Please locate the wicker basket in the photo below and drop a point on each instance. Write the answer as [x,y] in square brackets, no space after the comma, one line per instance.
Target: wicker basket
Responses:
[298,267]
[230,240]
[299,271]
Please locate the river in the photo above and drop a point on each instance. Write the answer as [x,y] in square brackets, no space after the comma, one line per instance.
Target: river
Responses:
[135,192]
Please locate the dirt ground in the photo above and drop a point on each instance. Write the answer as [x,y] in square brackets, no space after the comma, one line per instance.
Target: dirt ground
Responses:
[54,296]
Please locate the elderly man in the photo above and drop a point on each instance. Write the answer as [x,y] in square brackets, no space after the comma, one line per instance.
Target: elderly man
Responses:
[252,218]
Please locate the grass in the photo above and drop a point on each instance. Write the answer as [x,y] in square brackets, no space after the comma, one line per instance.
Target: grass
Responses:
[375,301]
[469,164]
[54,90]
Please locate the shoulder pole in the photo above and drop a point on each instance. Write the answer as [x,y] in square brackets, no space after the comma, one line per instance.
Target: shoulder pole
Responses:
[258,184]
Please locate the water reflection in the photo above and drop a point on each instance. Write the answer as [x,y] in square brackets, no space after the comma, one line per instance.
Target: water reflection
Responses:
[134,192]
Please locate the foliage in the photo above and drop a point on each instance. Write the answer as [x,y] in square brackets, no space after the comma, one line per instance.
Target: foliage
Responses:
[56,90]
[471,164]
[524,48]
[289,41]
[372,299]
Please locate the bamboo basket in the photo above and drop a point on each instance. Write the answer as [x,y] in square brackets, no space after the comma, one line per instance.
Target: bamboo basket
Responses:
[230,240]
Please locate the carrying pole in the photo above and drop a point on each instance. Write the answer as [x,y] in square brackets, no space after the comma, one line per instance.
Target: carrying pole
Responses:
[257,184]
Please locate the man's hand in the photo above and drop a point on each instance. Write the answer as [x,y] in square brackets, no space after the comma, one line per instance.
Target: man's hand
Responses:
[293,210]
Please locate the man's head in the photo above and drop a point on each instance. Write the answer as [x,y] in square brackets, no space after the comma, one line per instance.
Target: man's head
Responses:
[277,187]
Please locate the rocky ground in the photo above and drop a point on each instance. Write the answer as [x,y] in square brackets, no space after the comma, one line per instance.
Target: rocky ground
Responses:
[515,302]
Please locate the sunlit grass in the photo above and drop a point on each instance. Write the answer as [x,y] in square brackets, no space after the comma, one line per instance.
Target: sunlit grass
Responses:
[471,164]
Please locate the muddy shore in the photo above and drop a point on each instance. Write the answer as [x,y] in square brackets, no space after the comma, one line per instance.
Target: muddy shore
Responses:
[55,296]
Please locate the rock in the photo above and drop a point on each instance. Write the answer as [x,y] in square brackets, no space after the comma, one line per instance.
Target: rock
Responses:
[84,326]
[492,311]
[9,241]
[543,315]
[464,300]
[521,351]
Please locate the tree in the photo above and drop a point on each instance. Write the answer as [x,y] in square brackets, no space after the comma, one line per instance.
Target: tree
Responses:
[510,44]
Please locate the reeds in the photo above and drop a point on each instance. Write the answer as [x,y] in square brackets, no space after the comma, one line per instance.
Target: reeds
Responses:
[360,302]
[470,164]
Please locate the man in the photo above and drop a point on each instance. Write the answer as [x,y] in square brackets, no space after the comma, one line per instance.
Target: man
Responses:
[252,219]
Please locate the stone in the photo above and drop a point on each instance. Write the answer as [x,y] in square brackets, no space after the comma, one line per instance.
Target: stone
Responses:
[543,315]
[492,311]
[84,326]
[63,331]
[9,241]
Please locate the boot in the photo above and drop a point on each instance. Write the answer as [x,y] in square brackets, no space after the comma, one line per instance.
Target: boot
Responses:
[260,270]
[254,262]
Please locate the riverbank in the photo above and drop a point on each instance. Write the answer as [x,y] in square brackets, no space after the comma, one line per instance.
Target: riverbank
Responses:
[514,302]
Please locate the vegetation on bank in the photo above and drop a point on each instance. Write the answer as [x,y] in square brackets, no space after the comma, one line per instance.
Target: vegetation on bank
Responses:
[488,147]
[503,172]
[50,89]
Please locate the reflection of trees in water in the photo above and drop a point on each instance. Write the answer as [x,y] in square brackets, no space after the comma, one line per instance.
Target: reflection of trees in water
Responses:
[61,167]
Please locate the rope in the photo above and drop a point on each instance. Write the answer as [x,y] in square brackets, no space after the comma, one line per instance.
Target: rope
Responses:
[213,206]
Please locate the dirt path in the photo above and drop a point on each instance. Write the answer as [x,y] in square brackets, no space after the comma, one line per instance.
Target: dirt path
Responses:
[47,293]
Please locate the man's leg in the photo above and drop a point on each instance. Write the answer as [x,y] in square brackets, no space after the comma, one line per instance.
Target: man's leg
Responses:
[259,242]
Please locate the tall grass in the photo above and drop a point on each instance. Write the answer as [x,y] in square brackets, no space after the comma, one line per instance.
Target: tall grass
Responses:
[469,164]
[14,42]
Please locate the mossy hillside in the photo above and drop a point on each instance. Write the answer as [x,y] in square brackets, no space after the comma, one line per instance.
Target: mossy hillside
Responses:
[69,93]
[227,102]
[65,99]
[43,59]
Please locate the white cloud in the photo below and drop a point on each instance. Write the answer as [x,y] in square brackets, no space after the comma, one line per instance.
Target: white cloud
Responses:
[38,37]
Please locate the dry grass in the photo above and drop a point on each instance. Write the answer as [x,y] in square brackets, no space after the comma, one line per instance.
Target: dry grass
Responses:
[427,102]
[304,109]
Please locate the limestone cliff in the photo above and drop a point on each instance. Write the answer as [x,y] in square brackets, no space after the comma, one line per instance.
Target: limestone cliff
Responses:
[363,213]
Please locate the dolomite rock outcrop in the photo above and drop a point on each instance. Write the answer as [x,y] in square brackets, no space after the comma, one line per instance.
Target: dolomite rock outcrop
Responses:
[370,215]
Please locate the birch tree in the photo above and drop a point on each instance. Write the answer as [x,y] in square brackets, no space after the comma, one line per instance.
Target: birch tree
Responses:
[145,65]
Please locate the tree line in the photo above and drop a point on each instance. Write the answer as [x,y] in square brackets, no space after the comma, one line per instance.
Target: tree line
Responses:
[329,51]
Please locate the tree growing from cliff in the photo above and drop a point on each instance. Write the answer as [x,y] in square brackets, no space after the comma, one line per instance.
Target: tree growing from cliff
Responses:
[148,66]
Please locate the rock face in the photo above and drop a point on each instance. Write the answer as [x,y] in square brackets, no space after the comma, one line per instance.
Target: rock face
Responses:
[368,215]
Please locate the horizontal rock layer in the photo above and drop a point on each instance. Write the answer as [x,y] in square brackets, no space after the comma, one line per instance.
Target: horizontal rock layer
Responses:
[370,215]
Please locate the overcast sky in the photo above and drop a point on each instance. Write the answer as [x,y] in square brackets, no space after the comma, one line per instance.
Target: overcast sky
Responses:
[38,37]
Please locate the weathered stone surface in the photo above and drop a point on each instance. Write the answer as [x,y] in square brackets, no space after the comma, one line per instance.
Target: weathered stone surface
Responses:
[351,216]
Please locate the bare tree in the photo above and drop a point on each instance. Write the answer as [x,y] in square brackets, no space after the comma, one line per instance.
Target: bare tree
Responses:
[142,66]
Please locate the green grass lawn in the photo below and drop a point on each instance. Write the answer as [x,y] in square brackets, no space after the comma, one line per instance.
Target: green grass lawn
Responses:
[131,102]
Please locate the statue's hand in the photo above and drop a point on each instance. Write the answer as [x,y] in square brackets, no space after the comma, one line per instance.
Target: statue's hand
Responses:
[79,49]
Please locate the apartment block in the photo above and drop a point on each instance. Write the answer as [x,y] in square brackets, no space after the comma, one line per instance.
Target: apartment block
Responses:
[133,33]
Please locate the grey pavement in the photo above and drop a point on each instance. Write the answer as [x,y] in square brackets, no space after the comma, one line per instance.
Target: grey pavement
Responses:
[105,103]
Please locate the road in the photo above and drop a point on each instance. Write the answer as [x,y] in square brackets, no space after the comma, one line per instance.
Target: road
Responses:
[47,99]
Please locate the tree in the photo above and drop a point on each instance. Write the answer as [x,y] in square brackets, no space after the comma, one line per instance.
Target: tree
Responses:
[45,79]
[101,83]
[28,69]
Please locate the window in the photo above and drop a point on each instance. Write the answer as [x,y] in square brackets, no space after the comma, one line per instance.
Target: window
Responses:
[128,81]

□ □ □ □ □ □ □

**EXERCISE**
Reproduce, exactly and with nothing added, the lines from the one that includes "Please locate the grey" through the last line of the material.

**RESULT OF THIS TASK**
Please locate the grey pavement in the photo above and drop a point on each instance. Write the answer as [x,y] in square brackets, no space after the comma, one line per instance.
Target: grey pavement
Responses:
[105,103]
Please locate the road in the photo above and drop a point on each instance. Write the answer as [x,y] in square brackets, no space after the comma, one line per instance.
Target: road
Responses:
[47,99]
Please locate the tree in the photo above and drop a point on each instance. Write the answer as [x,y] in square brackets, no space after the comma, one line per instance.
Target: tree
Responses:
[45,79]
[101,83]
[28,69]
Please locate the window in the photo above and drop a point on each instance. Write the answer as [x,y] in square brackets, no space after the comma, one line per instance.
Target: window
Responses:
[128,81]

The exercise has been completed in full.